• _Présentation_
Veuillez reproduire un passage du texte sur l'adhésion de l'Ukraine. Commencez aux mots qui contiennent « Développant ses arguments, Orbán » et arrêtez-vous après « sait comment gérer. ».
───── Texte extrait ─────
Développant ses arguments, Orbán a détaillé les deux principaux problèmes que, selon lui, l'adhésion de l'Ukraine entraînerait. Le premier est la guerre. « L'adhésion signifierait, avant tout, que la guerre entrerait dans l'Union européenne », a-t-il averti. Ce n'est pas un problème mineur. L'UE dispose de clauses de défense et d'assistance mutuelle, et y intégrer un pays en guerre ouvrirait une boîte de Pandore aux conséquences imprévisibles pour la sécurité de tout le continent. En pratique, cela reviendrait à importer le conflit et à le transformer en un problème interne, un désordre d'une ampleur colossale que personne, pas même les plus enthousiastes, ne sait comment gérer.
───── Informations extraites ─────
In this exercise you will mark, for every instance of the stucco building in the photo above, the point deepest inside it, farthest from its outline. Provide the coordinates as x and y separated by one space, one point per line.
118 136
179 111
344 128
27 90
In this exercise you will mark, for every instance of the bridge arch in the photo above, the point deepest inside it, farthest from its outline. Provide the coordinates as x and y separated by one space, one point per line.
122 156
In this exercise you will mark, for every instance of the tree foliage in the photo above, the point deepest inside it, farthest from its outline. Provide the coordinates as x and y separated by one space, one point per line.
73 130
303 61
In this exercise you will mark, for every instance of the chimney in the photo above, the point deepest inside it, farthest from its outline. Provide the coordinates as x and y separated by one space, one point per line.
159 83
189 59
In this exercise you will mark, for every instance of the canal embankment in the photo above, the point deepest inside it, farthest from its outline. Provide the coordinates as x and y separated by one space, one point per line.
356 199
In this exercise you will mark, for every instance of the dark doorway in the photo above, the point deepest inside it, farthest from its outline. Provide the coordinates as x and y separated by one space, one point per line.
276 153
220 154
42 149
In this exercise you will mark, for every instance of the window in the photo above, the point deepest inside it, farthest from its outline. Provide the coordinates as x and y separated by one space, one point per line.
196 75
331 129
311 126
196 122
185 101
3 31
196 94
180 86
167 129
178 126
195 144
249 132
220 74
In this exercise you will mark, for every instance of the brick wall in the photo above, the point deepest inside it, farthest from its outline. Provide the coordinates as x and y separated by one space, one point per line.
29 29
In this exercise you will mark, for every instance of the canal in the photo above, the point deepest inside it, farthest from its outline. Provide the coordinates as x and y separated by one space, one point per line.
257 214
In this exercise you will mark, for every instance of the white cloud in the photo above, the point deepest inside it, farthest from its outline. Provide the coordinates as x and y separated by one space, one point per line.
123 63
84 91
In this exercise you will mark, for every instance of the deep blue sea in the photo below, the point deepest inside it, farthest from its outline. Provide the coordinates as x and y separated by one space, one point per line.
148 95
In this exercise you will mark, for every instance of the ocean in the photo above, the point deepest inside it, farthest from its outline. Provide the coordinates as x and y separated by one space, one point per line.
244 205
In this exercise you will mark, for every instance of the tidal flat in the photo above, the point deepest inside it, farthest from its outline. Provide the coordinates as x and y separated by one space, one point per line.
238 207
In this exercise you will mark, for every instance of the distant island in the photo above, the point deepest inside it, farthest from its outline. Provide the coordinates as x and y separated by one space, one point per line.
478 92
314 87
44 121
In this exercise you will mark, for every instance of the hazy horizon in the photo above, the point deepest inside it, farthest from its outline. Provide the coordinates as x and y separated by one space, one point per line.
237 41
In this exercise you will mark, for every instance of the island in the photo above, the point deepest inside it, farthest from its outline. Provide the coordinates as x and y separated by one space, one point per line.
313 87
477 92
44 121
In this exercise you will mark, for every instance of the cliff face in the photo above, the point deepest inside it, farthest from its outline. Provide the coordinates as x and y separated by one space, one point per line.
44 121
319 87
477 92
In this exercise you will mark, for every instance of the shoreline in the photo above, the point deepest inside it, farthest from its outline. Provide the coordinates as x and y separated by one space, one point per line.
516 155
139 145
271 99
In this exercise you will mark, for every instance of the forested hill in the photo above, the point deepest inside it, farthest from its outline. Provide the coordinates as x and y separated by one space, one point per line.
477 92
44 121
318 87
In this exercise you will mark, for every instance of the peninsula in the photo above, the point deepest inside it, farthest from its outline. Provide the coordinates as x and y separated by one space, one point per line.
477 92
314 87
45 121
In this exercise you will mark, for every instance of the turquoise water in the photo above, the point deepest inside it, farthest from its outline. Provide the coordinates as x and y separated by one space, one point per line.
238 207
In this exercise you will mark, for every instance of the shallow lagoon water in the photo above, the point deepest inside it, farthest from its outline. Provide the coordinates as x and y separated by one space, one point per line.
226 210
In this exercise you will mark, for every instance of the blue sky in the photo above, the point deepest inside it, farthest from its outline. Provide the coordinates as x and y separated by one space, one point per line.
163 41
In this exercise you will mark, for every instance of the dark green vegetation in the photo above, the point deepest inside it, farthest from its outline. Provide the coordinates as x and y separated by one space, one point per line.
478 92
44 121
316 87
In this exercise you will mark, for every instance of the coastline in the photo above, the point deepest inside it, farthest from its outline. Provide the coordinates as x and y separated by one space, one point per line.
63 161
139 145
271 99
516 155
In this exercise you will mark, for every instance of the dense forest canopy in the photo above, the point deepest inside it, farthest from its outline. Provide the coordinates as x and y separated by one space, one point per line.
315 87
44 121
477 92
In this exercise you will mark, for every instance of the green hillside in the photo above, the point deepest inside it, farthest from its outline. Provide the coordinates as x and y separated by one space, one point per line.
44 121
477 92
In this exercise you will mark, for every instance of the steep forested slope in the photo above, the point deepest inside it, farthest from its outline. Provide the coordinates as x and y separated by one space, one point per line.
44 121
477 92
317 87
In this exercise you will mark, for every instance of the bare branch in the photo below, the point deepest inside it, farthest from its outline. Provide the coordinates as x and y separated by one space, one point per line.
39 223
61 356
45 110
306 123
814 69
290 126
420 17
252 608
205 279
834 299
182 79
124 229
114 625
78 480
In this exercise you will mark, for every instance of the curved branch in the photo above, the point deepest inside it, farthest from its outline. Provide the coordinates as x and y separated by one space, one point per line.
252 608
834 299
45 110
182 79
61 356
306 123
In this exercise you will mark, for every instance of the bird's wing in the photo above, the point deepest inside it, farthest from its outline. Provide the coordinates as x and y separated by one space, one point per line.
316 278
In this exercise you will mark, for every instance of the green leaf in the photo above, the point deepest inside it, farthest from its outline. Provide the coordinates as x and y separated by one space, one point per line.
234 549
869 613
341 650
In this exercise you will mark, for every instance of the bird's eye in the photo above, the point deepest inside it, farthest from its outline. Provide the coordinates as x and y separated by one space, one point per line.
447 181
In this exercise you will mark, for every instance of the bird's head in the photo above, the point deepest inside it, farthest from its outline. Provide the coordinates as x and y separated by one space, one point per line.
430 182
─────
• _Corrigé_
Développant ses arguments, Orbán a détaillé les deux principaux problèmes que, selon lui, l'adhésion de l'Ukraine entraînerait. Le premier est la guerre. « L'adhésion signifierait, avant tout, que la guerre entrerait dans l'Union européenne », a-t-il averti. Ce n'est pas un problème mineur. L'UE dispose de clauses de défense et d'assistance mutuelle, et y intégrer un pays en guerre ouvrirait une boîte de Pandore aux conséquences imprévisibles pour la sécurité de tout le continent. En pratique, cela reviendrait à importer le conflit et à le transformer en un problème interne, un désordre d'une ampleur colossale que personne, pas même les plus enthousiastes, ne sait comment gérer.